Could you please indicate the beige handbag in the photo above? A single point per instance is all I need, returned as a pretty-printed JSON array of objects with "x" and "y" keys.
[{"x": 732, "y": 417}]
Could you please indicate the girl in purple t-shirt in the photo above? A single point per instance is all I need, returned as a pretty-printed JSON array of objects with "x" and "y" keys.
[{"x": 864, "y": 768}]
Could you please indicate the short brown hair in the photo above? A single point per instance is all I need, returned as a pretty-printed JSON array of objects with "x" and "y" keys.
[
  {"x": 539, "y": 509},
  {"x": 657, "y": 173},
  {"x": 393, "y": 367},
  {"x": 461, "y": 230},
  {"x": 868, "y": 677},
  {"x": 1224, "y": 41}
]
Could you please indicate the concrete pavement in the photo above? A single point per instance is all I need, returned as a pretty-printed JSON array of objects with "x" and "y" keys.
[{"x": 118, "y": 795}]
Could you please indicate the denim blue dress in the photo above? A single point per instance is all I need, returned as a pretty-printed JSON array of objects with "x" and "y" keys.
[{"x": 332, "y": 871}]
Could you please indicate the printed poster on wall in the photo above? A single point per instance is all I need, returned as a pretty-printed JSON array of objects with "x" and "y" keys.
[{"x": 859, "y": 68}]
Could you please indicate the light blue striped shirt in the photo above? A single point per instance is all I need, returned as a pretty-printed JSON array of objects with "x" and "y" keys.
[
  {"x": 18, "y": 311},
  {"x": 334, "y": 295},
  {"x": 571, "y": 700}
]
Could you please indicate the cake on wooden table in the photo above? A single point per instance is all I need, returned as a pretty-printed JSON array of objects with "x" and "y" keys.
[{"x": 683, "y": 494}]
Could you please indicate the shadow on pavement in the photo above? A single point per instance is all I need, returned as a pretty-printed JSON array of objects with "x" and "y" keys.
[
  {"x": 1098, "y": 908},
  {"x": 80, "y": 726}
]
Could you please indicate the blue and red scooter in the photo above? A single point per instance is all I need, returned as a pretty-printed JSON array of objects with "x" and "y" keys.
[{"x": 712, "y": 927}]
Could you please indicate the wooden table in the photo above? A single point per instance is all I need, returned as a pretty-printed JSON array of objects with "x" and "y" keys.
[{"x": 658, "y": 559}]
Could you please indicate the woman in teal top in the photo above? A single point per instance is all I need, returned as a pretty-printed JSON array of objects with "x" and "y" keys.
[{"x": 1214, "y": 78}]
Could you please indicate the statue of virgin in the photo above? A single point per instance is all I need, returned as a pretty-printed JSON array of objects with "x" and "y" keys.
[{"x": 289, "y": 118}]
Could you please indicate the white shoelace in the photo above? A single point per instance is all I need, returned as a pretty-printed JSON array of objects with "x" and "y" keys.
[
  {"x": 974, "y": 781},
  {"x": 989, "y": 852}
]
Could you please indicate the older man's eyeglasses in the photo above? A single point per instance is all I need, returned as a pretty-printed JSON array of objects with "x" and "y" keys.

## Directions for this task
Copy every one of the entries above verbatim, keeping their original order.

## Exercise result
Could you please indicate the beige handbag in the photo above? A single point per instance is all I need, returned as a pretty-printed JSON array of objects with "x" and "y" keys.
[{"x": 732, "y": 417}]
Could you please indicate the girl in purple t-shirt in the photo above? A single point per instance is all I need, returned as a pretty-printed JSON array of objects with "x" and "y" keys.
[{"x": 864, "y": 768}]
Could you please indicate the short brown hair in the photo above? A single point per instance is all I need, returned as a pretty-printed JSON array of objects with "x" and "y" keys.
[
  {"x": 539, "y": 509},
  {"x": 657, "y": 173},
  {"x": 393, "y": 367},
  {"x": 461, "y": 230},
  {"x": 868, "y": 677},
  {"x": 1224, "y": 41}
]
Could you please indicate the concrete pavement in the photo above? A single point per instance is all I need, returned as a pretty-printed JSON array of objects with "x" and "y" keys.
[{"x": 118, "y": 795}]
Could you please indicate the denim blue dress in the photo above? A single point per instance is all I need, returned as a pretty-printed JSON array of objects with "x" and "y" keys.
[{"x": 332, "y": 871}]
Could you please indicate the printed poster on wall in the photo above? A single point per instance is all I need, returned as a pretty-printed JSON array of objects with "x" and "y" keys.
[{"x": 859, "y": 68}]
Could you please indicate the light blue striped shirt in the photo above? A single point per instance is all I need, returned as a pretty-printed JSON array of objects with "x" and "y" keys.
[
  {"x": 18, "y": 311},
  {"x": 334, "y": 295},
  {"x": 571, "y": 700}
]
Could you please indicate the cake on wooden table in the photo above? A single point per instance is all I need, returned as a pretty-printed JSON array of objects with "x" and "y" keys.
[{"x": 683, "y": 494}]
Could you please indicate the shadow on pavement in the photo above? A single point per instance is all I need, returned as a pretty-printed JSON array of objects with "x" and "y" keys.
[
  {"x": 1098, "y": 908},
  {"x": 80, "y": 726}
]
Could you please indicate the blue and red scooter in the photo above? A single point per instance is all I need, returned as a pretty-printed JSON array of objects with "x" and "y" keys.
[{"x": 712, "y": 927}]
Could you please indicate the wooden table in the photo above? A single point per instance is all I need, returned as a pretty-printed JSON array of objects with "x" and "y" keys.
[{"x": 658, "y": 559}]
Could you please indicate the woman in teal top in the photo above? A single point per instance is all I need, returned as a pretty-printed JSON array of objects with "x" and "y" keys.
[{"x": 1214, "y": 78}]
Could you please indicate the statue of virgin in the photo above? A single point per instance is all I need, returned as a pretty-printed JSON array of objects with "x" and "y" keys.
[{"x": 289, "y": 118}]
Could you please indicate the white shoelace in the photo above? A single point per instance is all I need, returned as a pretty-printed JSON array of objects with "x" and "y" keys.
[
  {"x": 974, "y": 781},
  {"x": 989, "y": 852}
]
Could you please indicate the older man's eyeglasses in the photo above? A single point per instance is all I need, returned as a pretty-printed JSON array of objects with "x" and "y" keys.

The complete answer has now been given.